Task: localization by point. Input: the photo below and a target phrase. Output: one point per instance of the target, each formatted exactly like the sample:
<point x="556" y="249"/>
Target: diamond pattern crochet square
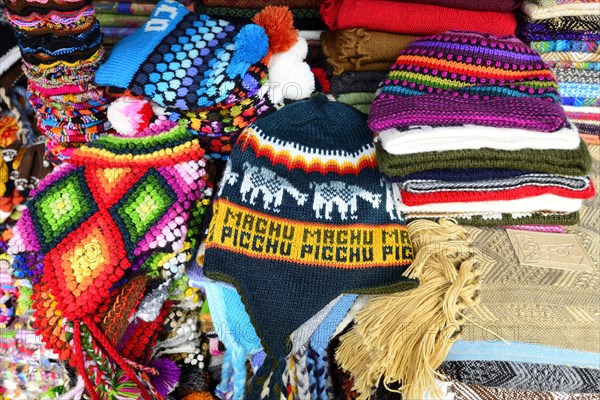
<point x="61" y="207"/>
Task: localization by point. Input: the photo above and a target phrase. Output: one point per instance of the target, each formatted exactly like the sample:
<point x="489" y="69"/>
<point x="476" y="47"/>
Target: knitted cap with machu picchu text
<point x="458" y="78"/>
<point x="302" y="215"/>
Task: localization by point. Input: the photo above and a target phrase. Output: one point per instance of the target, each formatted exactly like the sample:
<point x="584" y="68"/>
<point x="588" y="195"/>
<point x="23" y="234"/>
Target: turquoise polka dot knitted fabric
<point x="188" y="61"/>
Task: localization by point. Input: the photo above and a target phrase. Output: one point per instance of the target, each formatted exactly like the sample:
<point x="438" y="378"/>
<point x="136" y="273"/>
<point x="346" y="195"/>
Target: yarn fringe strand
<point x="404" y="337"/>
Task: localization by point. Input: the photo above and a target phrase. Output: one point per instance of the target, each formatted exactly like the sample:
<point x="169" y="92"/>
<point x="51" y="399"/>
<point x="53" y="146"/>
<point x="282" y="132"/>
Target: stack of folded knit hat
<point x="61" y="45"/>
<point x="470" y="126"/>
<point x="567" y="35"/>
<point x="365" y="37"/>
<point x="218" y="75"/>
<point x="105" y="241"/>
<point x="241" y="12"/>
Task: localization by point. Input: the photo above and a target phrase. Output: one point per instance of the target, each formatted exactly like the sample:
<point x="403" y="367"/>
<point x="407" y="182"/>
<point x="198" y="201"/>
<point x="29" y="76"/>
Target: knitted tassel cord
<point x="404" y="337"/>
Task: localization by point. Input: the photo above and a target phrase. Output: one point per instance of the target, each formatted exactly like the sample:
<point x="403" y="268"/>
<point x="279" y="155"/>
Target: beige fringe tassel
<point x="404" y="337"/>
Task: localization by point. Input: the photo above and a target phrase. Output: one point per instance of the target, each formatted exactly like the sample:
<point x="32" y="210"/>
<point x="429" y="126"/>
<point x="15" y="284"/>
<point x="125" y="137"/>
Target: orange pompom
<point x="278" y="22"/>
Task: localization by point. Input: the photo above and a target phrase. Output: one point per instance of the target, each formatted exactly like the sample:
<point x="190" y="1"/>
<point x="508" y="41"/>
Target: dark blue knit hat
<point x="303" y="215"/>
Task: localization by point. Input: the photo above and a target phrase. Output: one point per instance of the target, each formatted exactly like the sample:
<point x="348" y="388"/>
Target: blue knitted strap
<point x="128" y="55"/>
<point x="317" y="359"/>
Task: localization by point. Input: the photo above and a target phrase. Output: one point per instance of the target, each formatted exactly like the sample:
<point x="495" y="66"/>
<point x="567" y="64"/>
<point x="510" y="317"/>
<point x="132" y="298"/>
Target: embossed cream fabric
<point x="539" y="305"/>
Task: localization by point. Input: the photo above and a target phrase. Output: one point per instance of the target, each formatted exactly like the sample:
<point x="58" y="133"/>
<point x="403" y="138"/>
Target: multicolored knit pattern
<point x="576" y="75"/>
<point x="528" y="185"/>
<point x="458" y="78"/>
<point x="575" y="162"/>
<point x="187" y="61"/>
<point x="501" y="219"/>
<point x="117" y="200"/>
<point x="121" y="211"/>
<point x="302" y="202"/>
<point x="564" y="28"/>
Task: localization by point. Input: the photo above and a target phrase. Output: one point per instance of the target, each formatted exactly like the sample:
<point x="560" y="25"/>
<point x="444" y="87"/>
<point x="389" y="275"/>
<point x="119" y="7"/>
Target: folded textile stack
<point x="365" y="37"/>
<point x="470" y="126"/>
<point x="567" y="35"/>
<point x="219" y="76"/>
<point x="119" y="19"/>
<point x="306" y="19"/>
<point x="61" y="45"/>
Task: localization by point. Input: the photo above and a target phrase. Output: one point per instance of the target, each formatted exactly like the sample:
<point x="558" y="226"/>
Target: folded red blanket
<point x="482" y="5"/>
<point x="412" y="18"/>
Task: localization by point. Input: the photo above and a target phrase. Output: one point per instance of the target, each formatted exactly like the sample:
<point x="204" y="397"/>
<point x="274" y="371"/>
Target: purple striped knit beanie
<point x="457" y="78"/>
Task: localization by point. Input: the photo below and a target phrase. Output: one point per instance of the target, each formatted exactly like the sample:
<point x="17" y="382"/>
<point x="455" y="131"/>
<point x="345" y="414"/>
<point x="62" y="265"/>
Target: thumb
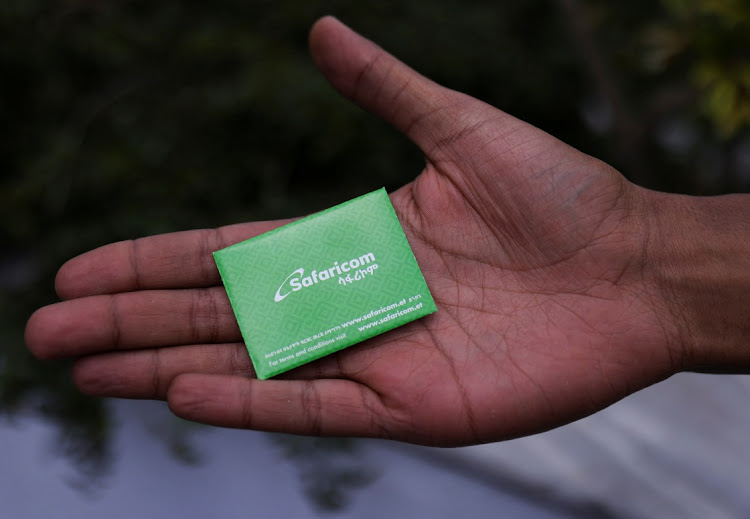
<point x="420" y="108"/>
============================================================
STATED TASK -> Write out each line again precisely as it appears, skipping every picture.

PROBLEM SOLUTION ->
Task: localization by point. Input: the photo below and a target phrase. Output: one point per instance of the target, each formatted exactly like the sample:
<point x="556" y="249"/>
Target: diamond pattern crochet square
<point x="61" y="207"/>
Task: localization by point. Input: the photo above and a target phrase. Output: one point per instance of the target, each formatted exactly like the sample:
<point x="489" y="69"/>
<point x="476" y="47"/>
Target: knitted cap with machu picchu text
<point x="458" y="78"/>
<point x="302" y="215"/>
Task: localization by point. Input: the photo above and a target phrase. Output: one point per instance of the target, each formatted exactly like the sample:
<point x="584" y="68"/>
<point x="588" y="195"/>
<point x="23" y="234"/>
Target: turquoise polka dot knitted fabric
<point x="188" y="61"/>
Task: localization by point. Input: the photo above and a target phrase. Output: one point per instance of the target, each formatted exactly like the sample:
<point x="438" y="378"/>
<point x="136" y="273"/>
<point x="346" y="195"/>
Target: yarn fringe strand
<point x="404" y="337"/>
Task: localization by point. Input: the photo above and a target phrase. Output: one point per instance of the target, each formatted exactly like the sample:
<point x="169" y="92"/>
<point x="51" y="399"/>
<point x="53" y="146"/>
<point x="282" y="132"/>
Target: stack of folded knit hat
<point x="61" y="45"/>
<point x="470" y="126"/>
<point x="567" y="35"/>
<point x="365" y="37"/>
<point x="218" y="75"/>
<point x="105" y="241"/>
<point x="241" y="12"/>
Task: localization by point. Input: the photo above and a target phrase. Output: one point per instance of the target, each formatted exactly like the sample:
<point x="403" y="367"/>
<point x="407" y="182"/>
<point x="198" y="201"/>
<point x="29" y="76"/>
Target: knitted tassel cord
<point x="404" y="337"/>
Task: localization by point. Input: the photo above and a target phrase. Output: one point per instance of the target, each formatted exactly like the sample:
<point x="403" y="268"/>
<point x="279" y="155"/>
Target: beige fringe tassel
<point x="404" y="337"/>
Task: localization by point. Input: the photo above and a target phrase. Output: one point per instance of the target, each formatted exactly like the sample:
<point x="32" y="210"/>
<point x="429" y="126"/>
<point x="15" y="284"/>
<point x="125" y="137"/>
Target: orange pompom
<point x="278" y="22"/>
Task: localization by point. Input: the photo above and a target phrase. Output: one point per instance of the target, each formatted exactly like the sample:
<point x="190" y="1"/>
<point x="508" y="41"/>
Target: dark blue knit hat
<point x="303" y="215"/>
Task: localization by point. Input: the photo above and a target phrase. Output: one point per instance of the target, each formatted exactly like the sample:
<point x="348" y="388"/>
Target: blue knitted strap
<point x="128" y="55"/>
<point x="317" y="359"/>
Task: localization by point. Input: the photo above and a target phrase. Output: one point per instance of the target, each formatted exactly like the sample:
<point x="495" y="66"/>
<point x="567" y="64"/>
<point x="510" y="317"/>
<point x="132" y="298"/>
Target: embossed cream fabric
<point x="539" y="305"/>
Task: localization by point. Input: the photo above and a target phrase. Output: one point per instance of the target, each formatted exactly like the sample:
<point x="58" y="133"/>
<point x="403" y="138"/>
Target: multicolored knit pattern
<point x="576" y="75"/>
<point x="528" y="185"/>
<point x="458" y="78"/>
<point x="575" y="162"/>
<point x="187" y="61"/>
<point x="501" y="219"/>
<point x="117" y="200"/>
<point x="121" y="211"/>
<point x="302" y="202"/>
<point x="564" y="28"/>
Task: localization by point. Input: the photo above and a target phrase. Output: one point per instance of the target, each formatted exactly like the sample:
<point x="560" y="25"/>
<point x="444" y="87"/>
<point x="389" y="275"/>
<point x="119" y="7"/>
Target: folded textile stack
<point x="365" y="37"/>
<point x="470" y="126"/>
<point x="567" y="35"/>
<point x="219" y="76"/>
<point x="119" y="19"/>
<point x="306" y="19"/>
<point x="61" y="45"/>
Task: localization by point. Input: the photo above and a target phrase. Output: one point per instance of the target, each formatted exactly like the sample:
<point x="558" y="226"/>
Target: folded red blanket
<point x="482" y="5"/>
<point x="412" y="18"/>
Task: localization by point. Input: the photo above and a target phrase. Output: one point per instance of the target, each formatted exactly like the sample:
<point x="204" y="397"/>
<point x="274" y="371"/>
Target: purple striped knit beanie
<point x="457" y="78"/>
Task: localization by point. Input: the photo below and a target phrase. Output: one point per instance of the target, each formatted exactly like the sample:
<point x="17" y="382"/>
<point x="455" y="131"/>
<point x="345" y="414"/>
<point x="62" y="265"/>
Target: thumb
<point x="420" y="108"/>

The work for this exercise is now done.